[Record extracts]:
_____

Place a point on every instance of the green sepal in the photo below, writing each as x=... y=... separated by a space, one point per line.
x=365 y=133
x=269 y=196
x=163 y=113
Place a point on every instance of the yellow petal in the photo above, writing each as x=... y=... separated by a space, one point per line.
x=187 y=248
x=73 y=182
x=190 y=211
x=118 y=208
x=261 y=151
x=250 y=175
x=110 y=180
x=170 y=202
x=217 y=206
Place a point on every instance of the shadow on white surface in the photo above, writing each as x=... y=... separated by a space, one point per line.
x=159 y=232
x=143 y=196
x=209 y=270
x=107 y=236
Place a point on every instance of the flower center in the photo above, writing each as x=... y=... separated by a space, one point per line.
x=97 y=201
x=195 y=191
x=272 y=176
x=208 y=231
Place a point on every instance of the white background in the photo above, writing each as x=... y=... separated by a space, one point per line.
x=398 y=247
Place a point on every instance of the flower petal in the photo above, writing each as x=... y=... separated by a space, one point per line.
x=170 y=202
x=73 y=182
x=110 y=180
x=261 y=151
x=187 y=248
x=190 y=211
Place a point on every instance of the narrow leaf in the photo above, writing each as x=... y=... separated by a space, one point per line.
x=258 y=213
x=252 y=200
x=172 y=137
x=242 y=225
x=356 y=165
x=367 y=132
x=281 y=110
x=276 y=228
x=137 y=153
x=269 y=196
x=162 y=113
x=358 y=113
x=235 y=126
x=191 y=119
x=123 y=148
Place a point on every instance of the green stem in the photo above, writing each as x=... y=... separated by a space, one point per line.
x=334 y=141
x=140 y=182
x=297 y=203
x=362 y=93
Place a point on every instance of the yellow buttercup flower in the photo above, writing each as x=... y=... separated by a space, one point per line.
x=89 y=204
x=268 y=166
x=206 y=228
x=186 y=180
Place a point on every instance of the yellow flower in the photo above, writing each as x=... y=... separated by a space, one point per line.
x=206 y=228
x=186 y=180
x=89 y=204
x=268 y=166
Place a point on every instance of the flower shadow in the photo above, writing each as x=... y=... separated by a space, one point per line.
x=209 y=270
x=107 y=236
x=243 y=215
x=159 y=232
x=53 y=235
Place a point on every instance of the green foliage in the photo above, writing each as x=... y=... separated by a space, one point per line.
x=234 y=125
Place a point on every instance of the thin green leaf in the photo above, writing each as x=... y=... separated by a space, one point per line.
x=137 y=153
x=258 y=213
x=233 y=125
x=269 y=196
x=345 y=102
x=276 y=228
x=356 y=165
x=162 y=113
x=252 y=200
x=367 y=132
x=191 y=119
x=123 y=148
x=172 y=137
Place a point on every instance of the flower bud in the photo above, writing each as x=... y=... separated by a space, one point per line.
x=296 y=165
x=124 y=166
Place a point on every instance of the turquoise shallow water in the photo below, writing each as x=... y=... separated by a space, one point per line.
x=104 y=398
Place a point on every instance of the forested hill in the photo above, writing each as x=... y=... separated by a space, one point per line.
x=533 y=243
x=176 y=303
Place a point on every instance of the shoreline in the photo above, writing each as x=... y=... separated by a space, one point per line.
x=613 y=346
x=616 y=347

_____

[Stated problem]:
Quote the whole listing above, leaving nothing out.

[Solution for this task]:
Place a point on every instance of the green sepal in the photo below, writing each as x=... y=... separated by a space, one point per line.
x=365 y=133
x=269 y=196
x=163 y=113
Place a point on every instance of the yellow petal in the photo above, writing each as x=... y=... separated by a space, one point per line.
x=187 y=248
x=73 y=182
x=190 y=211
x=118 y=208
x=261 y=151
x=250 y=175
x=110 y=180
x=170 y=202
x=217 y=206
Place a point on every instance of the shadow on white surface in the photo above, writing each as x=... y=... separated by a space, one point per line.
x=159 y=232
x=143 y=196
x=209 y=270
x=107 y=236
Place a point on every instance of the flower center in the photo above, writing each as x=... y=... separated by a space, one point per line.
x=97 y=201
x=195 y=191
x=272 y=176
x=208 y=231
Place a point on every instance of the white background in the photo above, writing each as x=... y=... separated by a space, one point per line.
x=398 y=247
Place a point on every instance of the flower petal in the photo above, writing each as x=... y=... separated by a space, one point per line.
x=170 y=202
x=73 y=182
x=110 y=180
x=261 y=151
x=187 y=248
x=190 y=211
Place a point on every instance of the narrow leaf in the photo above, writing each as x=... y=... separated by a space, one point per line.
x=258 y=213
x=252 y=200
x=172 y=137
x=242 y=225
x=356 y=165
x=367 y=132
x=281 y=110
x=276 y=228
x=137 y=153
x=269 y=196
x=162 y=113
x=358 y=113
x=235 y=126
x=191 y=119
x=123 y=148
Place a point on every instance of the green stem in the photo above, writing each as x=... y=... separated by a space, one point per line.
x=334 y=141
x=140 y=182
x=297 y=203
x=362 y=93
Place a point on every instance of the yellow buttercup flower in the photo above, writing each as x=... y=... separated by a space, one point per line.
x=89 y=204
x=268 y=166
x=206 y=228
x=186 y=180
Place a point on every instance of the yellow flower in the photo above, writing each as x=... y=... separated by a space, one point per line.
x=206 y=228
x=186 y=180
x=89 y=204
x=268 y=166
Place a point on every instance of the flower shadow in the photo above, writing each as x=... y=... separated by a space, one point per line.
x=209 y=270
x=107 y=236
x=243 y=215
x=159 y=232
x=53 y=235
Place a point on every instance of the green foliage in the photo above, writing each as x=... y=... separated by a space, one point per line.
x=234 y=125
Place a point on every instance of the thin green leaf in the photo above, writing each as x=... y=... separated by a space, one point per line.
x=137 y=153
x=258 y=213
x=233 y=125
x=269 y=196
x=345 y=102
x=276 y=228
x=356 y=165
x=162 y=113
x=252 y=200
x=367 y=132
x=191 y=119
x=123 y=148
x=172 y=137
Place a point on every instance of the flower bud in the photo above, writing each as x=... y=... separated by a space, one point per line.
x=296 y=165
x=124 y=166
Place a point on every instance of the turquoise shallow water in the photo below, writing each as x=... y=... separated by a space, one point per line.
x=104 y=398
Place a point on every instance of the forested hill in the photo above, writing each as x=... y=... separated by a space, one point per line.
x=533 y=243
x=176 y=303
Place a point on every instance of the shoreline in the photo above, writing each as x=... y=... separated by a space, one point per line.
x=613 y=346
x=616 y=347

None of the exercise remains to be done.